◆ **TASK DIRECTIONS**:
Copy out everything in the records from the line containing "of the beige" down to the line containing "[[318, 333]]", both ends included and the requests kept. Scale each x and y coordinate in the answers by 1.65, rounding to whole numbers with halves going up, and give only those lines.

◆ **AVAILABLE DATA**:
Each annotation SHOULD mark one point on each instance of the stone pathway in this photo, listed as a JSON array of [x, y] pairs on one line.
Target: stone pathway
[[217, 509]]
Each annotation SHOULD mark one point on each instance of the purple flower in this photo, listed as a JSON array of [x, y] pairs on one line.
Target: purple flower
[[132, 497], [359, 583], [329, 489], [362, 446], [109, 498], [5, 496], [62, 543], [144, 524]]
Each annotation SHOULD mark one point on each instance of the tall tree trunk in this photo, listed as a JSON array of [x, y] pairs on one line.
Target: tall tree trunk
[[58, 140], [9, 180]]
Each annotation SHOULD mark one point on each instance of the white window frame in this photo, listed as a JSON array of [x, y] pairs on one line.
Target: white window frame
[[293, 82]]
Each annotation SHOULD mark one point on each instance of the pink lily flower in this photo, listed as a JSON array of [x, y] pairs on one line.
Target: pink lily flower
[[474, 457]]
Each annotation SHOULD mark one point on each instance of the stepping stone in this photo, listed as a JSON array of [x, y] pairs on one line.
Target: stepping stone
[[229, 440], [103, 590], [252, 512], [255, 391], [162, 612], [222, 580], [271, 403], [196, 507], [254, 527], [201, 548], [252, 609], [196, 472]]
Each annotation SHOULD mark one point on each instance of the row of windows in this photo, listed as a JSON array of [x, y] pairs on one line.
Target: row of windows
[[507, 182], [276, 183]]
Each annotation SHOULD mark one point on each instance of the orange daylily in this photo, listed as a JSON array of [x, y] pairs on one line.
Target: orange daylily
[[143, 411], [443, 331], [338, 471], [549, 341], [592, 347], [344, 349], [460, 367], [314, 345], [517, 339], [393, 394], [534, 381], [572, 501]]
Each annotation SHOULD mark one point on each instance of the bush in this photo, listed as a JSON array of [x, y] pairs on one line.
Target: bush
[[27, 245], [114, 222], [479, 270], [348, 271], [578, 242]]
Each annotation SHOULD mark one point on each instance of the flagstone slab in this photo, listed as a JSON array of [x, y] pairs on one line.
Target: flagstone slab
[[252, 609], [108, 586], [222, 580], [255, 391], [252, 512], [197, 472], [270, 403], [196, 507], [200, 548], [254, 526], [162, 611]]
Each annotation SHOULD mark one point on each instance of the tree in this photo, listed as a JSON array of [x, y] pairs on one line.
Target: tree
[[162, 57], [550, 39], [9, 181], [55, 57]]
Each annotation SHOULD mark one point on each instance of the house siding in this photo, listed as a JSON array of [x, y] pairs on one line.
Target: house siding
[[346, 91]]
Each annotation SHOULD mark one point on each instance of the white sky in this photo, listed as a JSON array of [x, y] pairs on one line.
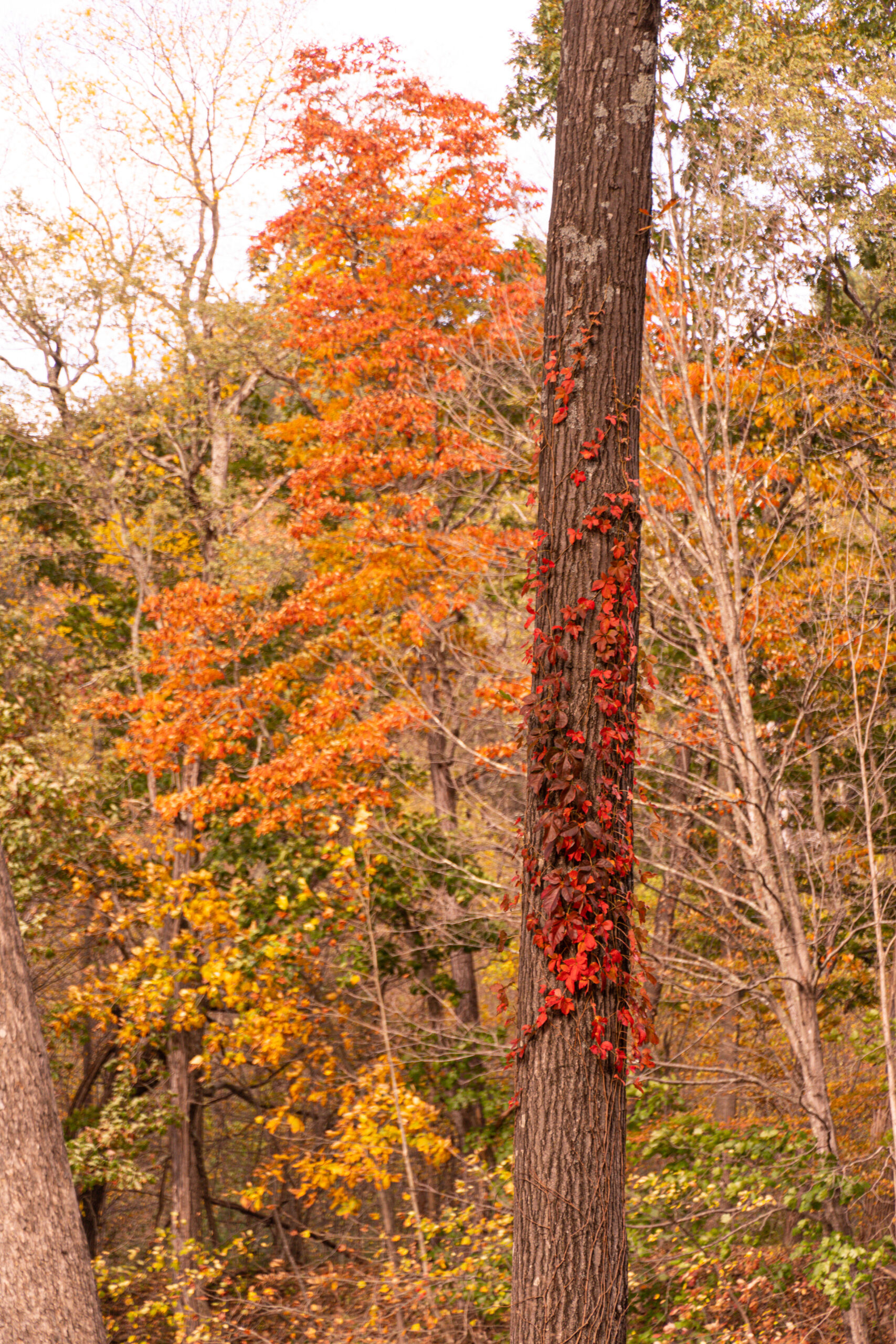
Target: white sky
[[460, 45], [464, 42], [457, 45]]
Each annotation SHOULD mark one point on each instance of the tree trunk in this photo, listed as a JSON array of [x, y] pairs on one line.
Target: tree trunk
[[184, 1136], [47, 1290], [570, 1256], [468, 1117]]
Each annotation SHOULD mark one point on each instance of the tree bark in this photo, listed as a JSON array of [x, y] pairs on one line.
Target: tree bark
[[47, 1290], [570, 1256], [468, 1117], [184, 1136]]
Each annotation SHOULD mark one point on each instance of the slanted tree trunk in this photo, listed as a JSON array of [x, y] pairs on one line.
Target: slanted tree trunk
[[570, 1256], [47, 1290]]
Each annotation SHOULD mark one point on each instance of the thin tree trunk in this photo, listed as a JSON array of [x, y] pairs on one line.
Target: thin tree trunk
[[570, 1254], [664, 920], [184, 1136], [47, 1290], [467, 1117]]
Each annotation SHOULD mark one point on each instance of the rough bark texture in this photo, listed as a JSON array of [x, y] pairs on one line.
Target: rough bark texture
[[570, 1260], [47, 1290]]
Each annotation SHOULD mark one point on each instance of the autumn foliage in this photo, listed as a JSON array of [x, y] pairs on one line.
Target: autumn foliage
[[262, 736]]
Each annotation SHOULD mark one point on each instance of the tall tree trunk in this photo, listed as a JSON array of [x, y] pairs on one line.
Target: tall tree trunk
[[664, 920], [468, 1117], [570, 1256], [47, 1290], [184, 1136]]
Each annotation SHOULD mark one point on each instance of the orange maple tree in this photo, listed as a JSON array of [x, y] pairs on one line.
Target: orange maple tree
[[386, 270]]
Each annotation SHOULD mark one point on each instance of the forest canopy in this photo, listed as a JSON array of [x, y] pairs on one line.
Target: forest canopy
[[267, 570]]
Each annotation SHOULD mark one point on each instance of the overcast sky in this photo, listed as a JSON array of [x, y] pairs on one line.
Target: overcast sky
[[460, 45]]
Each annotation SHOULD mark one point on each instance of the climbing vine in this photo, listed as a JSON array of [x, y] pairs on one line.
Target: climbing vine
[[581, 872]]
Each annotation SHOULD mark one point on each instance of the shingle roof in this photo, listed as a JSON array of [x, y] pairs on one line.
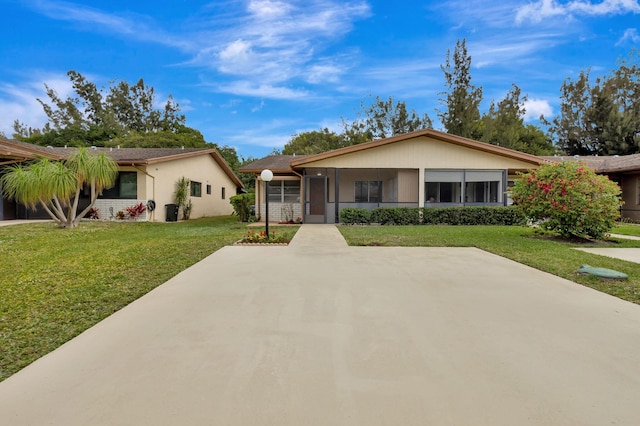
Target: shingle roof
[[122, 156], [434, 134], [605, 164], [275, 163]]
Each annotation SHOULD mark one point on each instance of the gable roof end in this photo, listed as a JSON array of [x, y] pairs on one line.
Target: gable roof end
[[434, 134]]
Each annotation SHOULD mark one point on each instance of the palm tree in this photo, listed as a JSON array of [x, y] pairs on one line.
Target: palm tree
[[52, 184]]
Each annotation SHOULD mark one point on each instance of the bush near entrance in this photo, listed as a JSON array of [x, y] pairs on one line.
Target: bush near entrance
[[433, 216], [568, 198]]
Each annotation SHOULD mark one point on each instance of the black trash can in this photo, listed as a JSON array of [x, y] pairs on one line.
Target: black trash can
[[172, 212]]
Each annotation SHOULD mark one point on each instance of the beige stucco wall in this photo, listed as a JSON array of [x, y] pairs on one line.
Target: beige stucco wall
[[630, 188], [159, 184], [422, 152]]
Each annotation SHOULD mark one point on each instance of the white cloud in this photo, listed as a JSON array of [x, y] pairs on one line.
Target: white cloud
[[268, 9], [275, 41], [270, 42], [247, 88], [542, 9], [534, 108], [323, 73], [630, 34], [258, 107]]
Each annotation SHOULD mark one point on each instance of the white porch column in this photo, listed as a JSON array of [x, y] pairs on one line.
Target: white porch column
[[421, 187]]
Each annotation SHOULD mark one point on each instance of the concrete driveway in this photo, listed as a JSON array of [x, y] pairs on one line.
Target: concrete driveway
[[318, 333]]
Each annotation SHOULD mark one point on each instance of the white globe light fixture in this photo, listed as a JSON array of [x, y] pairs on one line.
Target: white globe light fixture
[[266, 177]]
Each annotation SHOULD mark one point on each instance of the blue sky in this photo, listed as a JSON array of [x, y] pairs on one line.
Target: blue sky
[[252, 73]]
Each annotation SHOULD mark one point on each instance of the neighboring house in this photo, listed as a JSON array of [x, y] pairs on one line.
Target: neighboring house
[[419, 169], [145, 174], [622, 169]]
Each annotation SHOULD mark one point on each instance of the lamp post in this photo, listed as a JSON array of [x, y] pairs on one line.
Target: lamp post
[[266, 176]]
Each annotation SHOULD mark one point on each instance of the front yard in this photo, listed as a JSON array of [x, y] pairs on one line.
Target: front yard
[[521, 244], [56, 283]]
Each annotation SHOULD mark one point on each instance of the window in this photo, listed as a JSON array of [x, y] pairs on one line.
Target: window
[[284, 191], [464, 186], [443, 192], [368, 191], [196, 189], [126, 187]]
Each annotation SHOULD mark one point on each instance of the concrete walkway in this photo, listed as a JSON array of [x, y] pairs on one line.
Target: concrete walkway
[[319, 333]]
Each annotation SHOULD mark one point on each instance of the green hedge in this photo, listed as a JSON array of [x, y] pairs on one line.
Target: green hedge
[[433, 216], [242, 204]]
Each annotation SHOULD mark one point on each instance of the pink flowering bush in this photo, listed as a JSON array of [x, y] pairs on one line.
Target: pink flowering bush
[[568, 198]]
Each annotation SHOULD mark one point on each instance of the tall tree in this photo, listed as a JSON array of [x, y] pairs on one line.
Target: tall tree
[[314, 142], [600, 116], [57, 185], [94, 116], [386, 118], [462, 99], [503, 125]]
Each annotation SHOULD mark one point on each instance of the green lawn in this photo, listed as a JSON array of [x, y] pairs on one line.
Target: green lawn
[[627, 229], [56, 283], [518, 243]]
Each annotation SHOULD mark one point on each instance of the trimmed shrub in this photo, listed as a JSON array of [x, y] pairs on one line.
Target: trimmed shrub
[[355, 216], [568, 198], [434, 216], [396, 216], [242, 204], [473, 216]]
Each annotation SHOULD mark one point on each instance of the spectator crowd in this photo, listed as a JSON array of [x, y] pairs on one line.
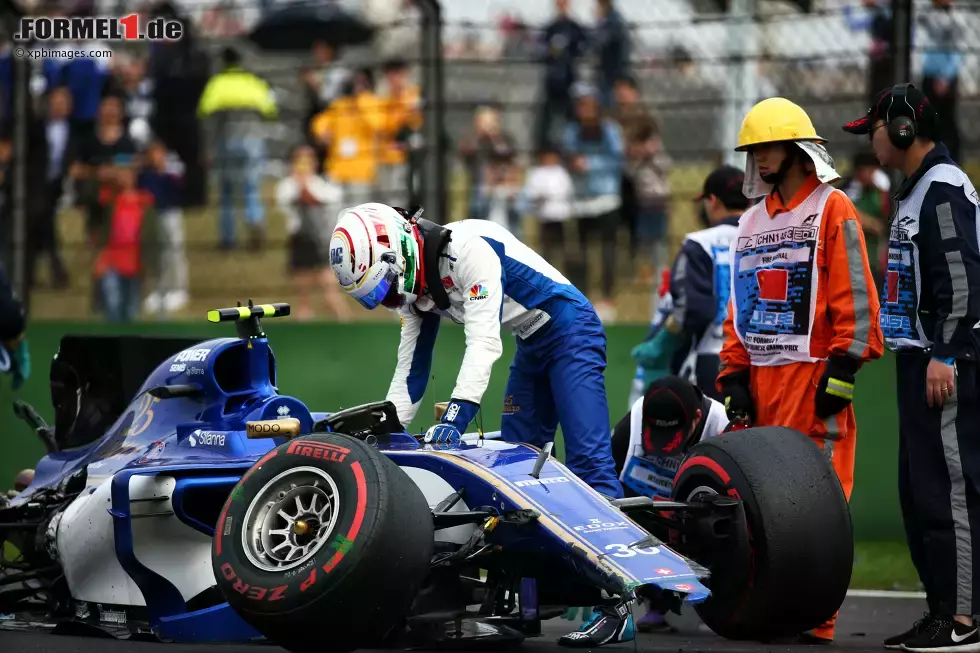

◆ **RESULT OF THIS EXERCISE**:
Each annotation SHOULD mark one point on each instance of the beige stucco wall in this photo, listed as a JSON array of [x, y] pairs on one line.
Target: beige stucco wall
[[1040, 310], [262, 304], [696, 251]]
Each annotation SHOULD mark one point on each instance of the white cloud in this photo, listed as a JSON array of [x, y] pairs on one line.
Target: white cloud
[[442, 15], [454, 68], [446, 69], [408, 145], [894, 15], [881, 178], [533, 120], [1040, 56], [426, 177]]
Each annotation SHOULD mark one point on each instance of the white porch column in this photo, listed as a JSON array of [x, y] pairs on one line.
Target: white porch column
[[695, 309]]
Each annotation SHOULD mark one point on each instance of the concrete driveway in this photo, listed as a JSON array of [x, y] pairs on one line.
Target: concrete driveway
[[525, 549]]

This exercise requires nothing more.